-- START Stored rows --
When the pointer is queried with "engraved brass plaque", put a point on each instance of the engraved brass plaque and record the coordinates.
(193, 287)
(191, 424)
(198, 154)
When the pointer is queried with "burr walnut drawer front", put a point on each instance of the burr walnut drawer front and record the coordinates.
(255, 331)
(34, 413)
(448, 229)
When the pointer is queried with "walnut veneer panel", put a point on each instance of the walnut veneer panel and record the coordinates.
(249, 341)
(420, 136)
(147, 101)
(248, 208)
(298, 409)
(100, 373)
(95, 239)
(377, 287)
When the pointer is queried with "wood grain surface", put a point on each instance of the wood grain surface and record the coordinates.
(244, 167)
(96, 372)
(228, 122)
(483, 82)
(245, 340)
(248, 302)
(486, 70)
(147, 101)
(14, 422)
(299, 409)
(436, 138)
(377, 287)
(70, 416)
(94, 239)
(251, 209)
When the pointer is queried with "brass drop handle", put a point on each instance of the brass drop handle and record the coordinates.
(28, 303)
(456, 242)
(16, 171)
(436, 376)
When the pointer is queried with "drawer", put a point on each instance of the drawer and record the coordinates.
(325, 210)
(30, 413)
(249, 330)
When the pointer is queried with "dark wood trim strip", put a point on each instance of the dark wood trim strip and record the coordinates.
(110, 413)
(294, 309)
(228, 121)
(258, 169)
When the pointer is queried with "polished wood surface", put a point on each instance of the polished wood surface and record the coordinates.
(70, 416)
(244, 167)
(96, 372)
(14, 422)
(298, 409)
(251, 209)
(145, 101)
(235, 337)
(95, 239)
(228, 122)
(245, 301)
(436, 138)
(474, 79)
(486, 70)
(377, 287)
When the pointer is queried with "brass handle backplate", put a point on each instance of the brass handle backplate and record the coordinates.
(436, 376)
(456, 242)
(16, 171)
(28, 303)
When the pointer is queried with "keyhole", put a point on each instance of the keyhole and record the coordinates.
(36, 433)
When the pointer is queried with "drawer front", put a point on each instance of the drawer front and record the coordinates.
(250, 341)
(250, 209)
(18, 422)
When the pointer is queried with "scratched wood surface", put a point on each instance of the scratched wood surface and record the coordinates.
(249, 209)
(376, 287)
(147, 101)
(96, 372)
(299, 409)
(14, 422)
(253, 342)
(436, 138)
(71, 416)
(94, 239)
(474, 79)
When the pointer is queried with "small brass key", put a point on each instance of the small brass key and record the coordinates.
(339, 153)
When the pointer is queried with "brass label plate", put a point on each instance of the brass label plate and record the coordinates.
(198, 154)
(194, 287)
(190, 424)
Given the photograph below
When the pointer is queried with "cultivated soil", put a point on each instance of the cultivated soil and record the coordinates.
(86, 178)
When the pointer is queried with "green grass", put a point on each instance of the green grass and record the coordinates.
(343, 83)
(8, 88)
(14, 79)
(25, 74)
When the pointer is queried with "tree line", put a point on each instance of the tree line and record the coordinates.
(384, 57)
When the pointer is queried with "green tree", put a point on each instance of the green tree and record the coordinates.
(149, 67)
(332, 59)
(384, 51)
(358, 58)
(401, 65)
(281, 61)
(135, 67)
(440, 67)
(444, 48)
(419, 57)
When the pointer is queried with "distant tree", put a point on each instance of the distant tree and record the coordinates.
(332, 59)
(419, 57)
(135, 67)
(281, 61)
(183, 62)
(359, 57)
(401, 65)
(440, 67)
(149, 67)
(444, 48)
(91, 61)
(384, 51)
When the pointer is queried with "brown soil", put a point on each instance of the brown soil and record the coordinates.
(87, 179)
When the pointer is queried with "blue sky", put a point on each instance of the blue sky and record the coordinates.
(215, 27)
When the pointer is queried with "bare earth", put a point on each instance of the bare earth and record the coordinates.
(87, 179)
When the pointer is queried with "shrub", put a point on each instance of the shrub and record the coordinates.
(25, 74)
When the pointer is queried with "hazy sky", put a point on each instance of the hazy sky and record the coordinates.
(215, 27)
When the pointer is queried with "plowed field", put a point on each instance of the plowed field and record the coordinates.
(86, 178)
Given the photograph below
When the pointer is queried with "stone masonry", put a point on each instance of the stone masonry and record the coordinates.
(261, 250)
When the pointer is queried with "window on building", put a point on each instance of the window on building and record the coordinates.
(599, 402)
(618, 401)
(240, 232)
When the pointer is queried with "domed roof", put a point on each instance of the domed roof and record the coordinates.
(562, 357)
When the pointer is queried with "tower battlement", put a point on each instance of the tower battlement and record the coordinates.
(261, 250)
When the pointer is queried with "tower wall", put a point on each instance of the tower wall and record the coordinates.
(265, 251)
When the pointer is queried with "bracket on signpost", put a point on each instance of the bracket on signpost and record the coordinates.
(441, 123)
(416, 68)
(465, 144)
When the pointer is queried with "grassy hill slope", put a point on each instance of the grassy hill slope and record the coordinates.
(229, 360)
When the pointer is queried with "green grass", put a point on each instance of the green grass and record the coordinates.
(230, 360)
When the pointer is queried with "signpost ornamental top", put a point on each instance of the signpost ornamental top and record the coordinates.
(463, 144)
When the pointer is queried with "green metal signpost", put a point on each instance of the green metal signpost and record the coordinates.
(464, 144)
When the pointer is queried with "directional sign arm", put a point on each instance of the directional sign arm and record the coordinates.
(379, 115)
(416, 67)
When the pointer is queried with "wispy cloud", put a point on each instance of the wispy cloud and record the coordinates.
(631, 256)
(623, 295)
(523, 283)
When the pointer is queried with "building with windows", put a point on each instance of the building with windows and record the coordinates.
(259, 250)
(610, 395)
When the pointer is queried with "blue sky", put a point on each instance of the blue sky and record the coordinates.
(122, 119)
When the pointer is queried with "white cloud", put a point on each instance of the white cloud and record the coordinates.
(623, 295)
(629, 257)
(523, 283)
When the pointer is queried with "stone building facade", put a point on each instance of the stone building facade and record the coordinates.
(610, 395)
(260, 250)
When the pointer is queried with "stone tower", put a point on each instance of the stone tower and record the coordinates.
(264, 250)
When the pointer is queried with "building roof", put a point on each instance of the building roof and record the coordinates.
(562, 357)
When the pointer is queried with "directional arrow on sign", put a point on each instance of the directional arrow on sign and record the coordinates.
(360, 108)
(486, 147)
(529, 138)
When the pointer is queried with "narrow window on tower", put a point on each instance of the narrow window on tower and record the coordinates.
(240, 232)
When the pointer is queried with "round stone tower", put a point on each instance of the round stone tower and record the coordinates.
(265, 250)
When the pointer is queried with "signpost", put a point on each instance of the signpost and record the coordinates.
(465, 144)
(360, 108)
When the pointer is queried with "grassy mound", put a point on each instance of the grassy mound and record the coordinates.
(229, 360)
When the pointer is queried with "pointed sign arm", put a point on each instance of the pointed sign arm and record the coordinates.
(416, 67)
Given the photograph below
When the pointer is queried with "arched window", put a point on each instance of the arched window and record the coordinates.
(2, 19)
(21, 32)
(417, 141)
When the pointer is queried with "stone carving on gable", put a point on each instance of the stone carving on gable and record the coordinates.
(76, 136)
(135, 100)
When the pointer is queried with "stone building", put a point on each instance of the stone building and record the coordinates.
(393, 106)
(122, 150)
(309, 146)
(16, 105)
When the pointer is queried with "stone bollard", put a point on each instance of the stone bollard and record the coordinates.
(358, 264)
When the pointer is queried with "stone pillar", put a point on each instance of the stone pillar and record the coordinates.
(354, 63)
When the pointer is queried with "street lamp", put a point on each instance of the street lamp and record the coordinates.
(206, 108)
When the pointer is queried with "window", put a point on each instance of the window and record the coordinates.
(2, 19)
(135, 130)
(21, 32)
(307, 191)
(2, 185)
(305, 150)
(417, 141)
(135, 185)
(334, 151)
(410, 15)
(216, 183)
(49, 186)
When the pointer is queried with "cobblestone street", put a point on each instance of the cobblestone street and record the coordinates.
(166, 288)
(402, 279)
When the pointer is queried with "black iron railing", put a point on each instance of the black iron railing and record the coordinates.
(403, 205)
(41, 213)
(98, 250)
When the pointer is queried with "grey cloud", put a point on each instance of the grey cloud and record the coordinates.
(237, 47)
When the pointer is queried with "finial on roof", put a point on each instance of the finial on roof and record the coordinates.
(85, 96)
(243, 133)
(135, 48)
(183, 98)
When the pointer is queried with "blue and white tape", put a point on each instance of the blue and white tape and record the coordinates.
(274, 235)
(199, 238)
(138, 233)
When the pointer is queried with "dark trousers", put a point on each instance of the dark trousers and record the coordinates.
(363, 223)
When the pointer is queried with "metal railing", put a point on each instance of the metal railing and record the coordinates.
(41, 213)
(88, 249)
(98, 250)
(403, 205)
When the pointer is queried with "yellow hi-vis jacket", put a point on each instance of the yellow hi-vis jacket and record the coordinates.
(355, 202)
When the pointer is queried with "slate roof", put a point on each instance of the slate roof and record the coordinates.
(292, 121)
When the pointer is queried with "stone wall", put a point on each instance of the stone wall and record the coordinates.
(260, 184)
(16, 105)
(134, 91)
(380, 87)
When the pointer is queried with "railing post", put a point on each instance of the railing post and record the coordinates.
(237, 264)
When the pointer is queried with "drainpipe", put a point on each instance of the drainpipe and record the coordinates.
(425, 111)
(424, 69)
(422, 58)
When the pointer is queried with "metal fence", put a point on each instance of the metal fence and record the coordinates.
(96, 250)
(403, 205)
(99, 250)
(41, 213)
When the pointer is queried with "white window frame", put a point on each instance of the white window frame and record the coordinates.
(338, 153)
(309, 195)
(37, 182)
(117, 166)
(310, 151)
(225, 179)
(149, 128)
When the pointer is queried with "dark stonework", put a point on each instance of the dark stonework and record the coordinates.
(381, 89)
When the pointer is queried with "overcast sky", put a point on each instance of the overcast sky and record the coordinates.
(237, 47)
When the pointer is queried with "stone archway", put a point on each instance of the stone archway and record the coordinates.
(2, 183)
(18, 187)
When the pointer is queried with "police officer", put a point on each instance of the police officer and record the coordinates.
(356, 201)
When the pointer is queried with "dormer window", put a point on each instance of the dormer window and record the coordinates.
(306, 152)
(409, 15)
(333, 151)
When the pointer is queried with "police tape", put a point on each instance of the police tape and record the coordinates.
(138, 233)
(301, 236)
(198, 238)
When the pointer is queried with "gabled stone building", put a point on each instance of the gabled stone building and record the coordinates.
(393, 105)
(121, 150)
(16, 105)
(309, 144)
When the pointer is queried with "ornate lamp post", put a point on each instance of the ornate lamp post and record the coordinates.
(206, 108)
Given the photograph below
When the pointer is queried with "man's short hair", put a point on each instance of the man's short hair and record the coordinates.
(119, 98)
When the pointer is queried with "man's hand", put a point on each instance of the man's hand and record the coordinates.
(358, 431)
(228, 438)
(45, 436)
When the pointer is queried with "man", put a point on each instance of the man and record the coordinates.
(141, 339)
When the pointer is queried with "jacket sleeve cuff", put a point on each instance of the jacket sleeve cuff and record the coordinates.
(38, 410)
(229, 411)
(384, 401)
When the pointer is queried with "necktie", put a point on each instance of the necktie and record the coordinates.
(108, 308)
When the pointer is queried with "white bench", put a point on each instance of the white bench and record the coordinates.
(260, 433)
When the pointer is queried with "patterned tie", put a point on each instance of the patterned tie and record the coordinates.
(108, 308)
-- END Stored rows --
Given instruction:
Copy everything from the line containing "cuff and record the coordinates." down to the end of the records, requests included. Shift each answer coordinate by adding 127 to it.

Solution for this problem:
When the pointer is queried with "jacket sleeve cuff", put a point on each instance of the jacket sleeve cuff and record the coordinates.
(165, 537)
(356, 538)
(511, 528)
When the pointer is queried with "necktie", put a point on each instance of the necktie and record the coordinates.
(235, 435)
When the pointer is queried with "white bench", put a point on each instance of the white bench and record the coordinates.
(387, 560)
When the pointer is queried with "patterned tie", put a point on each instance of the patterned tie and record the coordinates.
(235, 435)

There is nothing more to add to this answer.